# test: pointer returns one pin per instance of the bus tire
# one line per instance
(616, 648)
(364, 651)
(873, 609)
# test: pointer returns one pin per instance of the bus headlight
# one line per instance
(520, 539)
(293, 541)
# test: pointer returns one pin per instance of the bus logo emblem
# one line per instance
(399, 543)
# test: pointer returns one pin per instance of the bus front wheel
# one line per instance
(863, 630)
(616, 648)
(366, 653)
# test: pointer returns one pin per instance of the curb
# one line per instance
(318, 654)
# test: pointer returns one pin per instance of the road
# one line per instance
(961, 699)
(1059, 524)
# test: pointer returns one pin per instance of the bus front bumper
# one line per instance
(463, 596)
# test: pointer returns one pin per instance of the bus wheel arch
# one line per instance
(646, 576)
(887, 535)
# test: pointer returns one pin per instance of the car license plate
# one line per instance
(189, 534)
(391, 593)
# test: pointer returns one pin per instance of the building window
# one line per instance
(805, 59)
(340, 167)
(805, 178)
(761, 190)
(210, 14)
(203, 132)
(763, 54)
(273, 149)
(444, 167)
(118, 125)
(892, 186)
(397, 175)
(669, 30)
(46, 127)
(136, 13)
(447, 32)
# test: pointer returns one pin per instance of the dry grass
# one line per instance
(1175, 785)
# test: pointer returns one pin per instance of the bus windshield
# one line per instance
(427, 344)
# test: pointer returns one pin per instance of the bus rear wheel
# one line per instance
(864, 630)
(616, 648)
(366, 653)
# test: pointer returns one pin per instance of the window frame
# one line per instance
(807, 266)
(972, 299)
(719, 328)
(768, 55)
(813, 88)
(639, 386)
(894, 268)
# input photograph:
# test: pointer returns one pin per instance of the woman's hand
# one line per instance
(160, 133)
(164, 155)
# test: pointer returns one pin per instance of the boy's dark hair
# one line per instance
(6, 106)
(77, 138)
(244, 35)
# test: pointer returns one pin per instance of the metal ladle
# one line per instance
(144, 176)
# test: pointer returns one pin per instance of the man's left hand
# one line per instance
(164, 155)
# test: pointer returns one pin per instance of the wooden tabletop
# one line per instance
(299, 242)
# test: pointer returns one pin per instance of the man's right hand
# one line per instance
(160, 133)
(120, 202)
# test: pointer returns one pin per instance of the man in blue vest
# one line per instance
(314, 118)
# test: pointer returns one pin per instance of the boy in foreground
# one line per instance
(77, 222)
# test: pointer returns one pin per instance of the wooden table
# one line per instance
+ + + +
Rewrite every line of the records above as a numbered list, leaving out blank lines.

* SOLUTION BELOW *
1. # test: pointer returns one pin per instance of the bus tire
2. # one line per instance
3. (616, 648)
4. (364, 651)
5. (873, 609)
6. # test: pointer returns one pin per instance of the bus headlight
7. # one line per instance
8. (520, 539)
9. (293, 541)
10. # test: pointer returns one pin per instance of the bus logo emblem
11. # one line per instance
12. (399, 543)
13. # test: pointer returns one pin per instance of the bus front wheel
14. # one line per instance
15. (863, 630)
16. (616, 648)
17. (366, 653)
18. # test: pointer returns one pin per instance of the curb
19. # one line per instance
20. (318, 654)
21. # test: pointer returns one pin per instance of the road
22. # one line per instance
23. (961, 699)
24. (1059, 524)
25. # test: pointer returns one pin per instance of the bus front bumper
26. # one line per instance
27. (463, 596)
28. # test: pointer returns one pin per instance of the bus wheel arch
29. # one line per instance
30. (646, 576)
31. (887, 535)
32. # test: pointer returns one pin per instance of the car license plate
33. # one line per instance
34. (189, 534)
35. (391, 593)
36. # test: pointer returns one pin per instance of the building window
37. # one line per instance
38. (805, 59)
39. (340, 167)
40. (805, 178)
41. (761, 190)
42. (210, 14)
43. (203, 132)
44. (763, 54)
45. (273, 149)
46. (444, 167)
47. (118, 125)
48. (892, 186)
49. (397, 175)
50. (669, 30)
51. (46, 127)
52. (136, 13)
53. (447, 32)
54. # test: pointer returns one pin per instance of the dry grass
55. # one line per instance
56. (1175, 785)
57. # test: pointer returns one pin per instance of the bus windshield
58. # one line per instance
59. (427, 344)
60. # test: pointer returns one pin per instance of the bus rear wheel
61. # one line per instance
62. (864, 630)
63. (616, 648)
64. (366, 653)
65. # test: pointer returns one pin per instance of the window frame
66. # one line per instance
67. (807, 266)
68. (972, 299)
69. (719, 328)
70. (768, 55)
71. (813, 88)
72. (639, 386)
73. (894, 268)
74. # input photograph:
75. # test: pointer returns one pin per instance of the woman's hand
76. # one line per instance
77. (160, 133)
78. (164, 155)
79. # test: pointer returns one pin per instance of the boy's dark hair
80. # one line per instance
81. (6, 106)
82. (77, 138)
83. (244, 35)
84. # test: pointer returns one pin per instance of the metal ladle
85. # one line per instance
86. (144, 176)
87. # test: pointer returns one pin per instance of the man's left hand
88. # one line per instance
89. (164, 155)
90. # test: pointer returns one pin per instance of the wooden tabletop
91. # one line per instance
92. (299, 242)
93. # test: pointer returns one pin per instance of the man's right hand
94. # one line per instance
95. (160, 133)
96. (120, 202)
97. # test: pointer returns one pin per instance of the man in blue vest
98. # one line per instance
99. (314, 118)
100. # test: pointer returns one pin per instance of the boy in foreground
101. # one line per instance
102. (77, 222)
103. # test: pointer returns one pin per instance of the wooden table
104. # one line per instance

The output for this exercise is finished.